- Problem details -
Please quote each of the rows below word for word, keeping every line as it is.

════════

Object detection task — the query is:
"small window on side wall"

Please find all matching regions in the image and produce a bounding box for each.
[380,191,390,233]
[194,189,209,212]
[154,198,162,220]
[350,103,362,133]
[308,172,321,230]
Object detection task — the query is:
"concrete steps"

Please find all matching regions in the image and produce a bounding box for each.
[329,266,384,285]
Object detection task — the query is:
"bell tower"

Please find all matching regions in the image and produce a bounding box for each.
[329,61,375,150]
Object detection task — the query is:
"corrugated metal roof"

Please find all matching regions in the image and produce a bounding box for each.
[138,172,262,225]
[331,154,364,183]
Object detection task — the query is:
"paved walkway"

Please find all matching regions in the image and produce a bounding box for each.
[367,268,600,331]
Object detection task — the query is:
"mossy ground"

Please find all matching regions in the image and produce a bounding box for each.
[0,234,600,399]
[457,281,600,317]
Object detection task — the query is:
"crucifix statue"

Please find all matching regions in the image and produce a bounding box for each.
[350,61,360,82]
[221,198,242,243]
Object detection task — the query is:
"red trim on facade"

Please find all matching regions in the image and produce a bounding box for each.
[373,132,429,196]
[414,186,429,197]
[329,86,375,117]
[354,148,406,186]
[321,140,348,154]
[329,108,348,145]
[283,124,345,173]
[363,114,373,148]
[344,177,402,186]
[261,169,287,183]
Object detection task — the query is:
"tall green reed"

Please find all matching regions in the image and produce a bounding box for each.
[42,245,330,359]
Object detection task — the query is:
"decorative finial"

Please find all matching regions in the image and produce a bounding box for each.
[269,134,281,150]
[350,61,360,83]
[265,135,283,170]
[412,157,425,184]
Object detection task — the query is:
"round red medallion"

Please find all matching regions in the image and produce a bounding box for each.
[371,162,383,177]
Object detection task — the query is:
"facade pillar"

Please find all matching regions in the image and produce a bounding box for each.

════════

- Reply -
Object detection task — the query is:
"small window on side wall"

Please find all matching regions in the image and produce a bounding box for each.
[380,191,390,233]
[194,189,209,212]
[154,198,162,220]
[350,103,362,133]
[308,172,321,230]
Object detection task — the query is:
"concrete steps"

Please find all matching regions in the image and produce a bounding box for each.
[329,266,384,285]
Object detection task — the query is:
"bell tower"

Please find all matching regions in the image and produce a bounding box for each.
[329,61,375,150]
Object detection task — the query is:
"corrugated metal roof"

Please find all matching regions in the image and produce a bounding box for each.
[138,172,262,225]
[331,154,364,183]
Object detection task — the query is:
"paved walkway"

Please find all matching regions in the image and produce a bounding box for each.
[367,268,600,331]
Object detection task — the query is:
"mossy ground"

Please find all matching regions in the image and produce a bounding box for each.
[0,234,600,399]
[457,281,600,317]
Object detection task — the query is:
"crucifix statue"

Please find all matching regions in the image and produce a bounding box for each.
[350,61,360,82]
[221,198,242,243]
Object detection task — the query is:
"red trim on facade"

Please find all matching regions in the image and produce a bounding box for each.
[373,132,429,196]
[414,186,429,197]
[329,86,375,117]
[354,148,406,186]
[321,140,348,154]
[329,108,348,145]
[283,124,345,173]
[363,114,373,148]
[344,177,402,186]
[261,169,287,183]
Object detection task — the query is:
"tall green reed"

Please find all matching regions in the image and produce a bounding box for each.
[42,245,330,359]
Object detection task — the query is:
"decorative finial"

Please find all matching regions in the image and produce a bounding box for each.
[269,134,281,150]
[350,61,360,83]
[265,135,283,170]
[412,157,425,184]
Object detection task — the query is:
"round red medallion"

Please find all matching regions in the image and produce a bounding box for each.
[371,162,383,177]
Object detection task — the query is:
"facade pillar"

Please find all matching regions in the image and produce a bounding box for each.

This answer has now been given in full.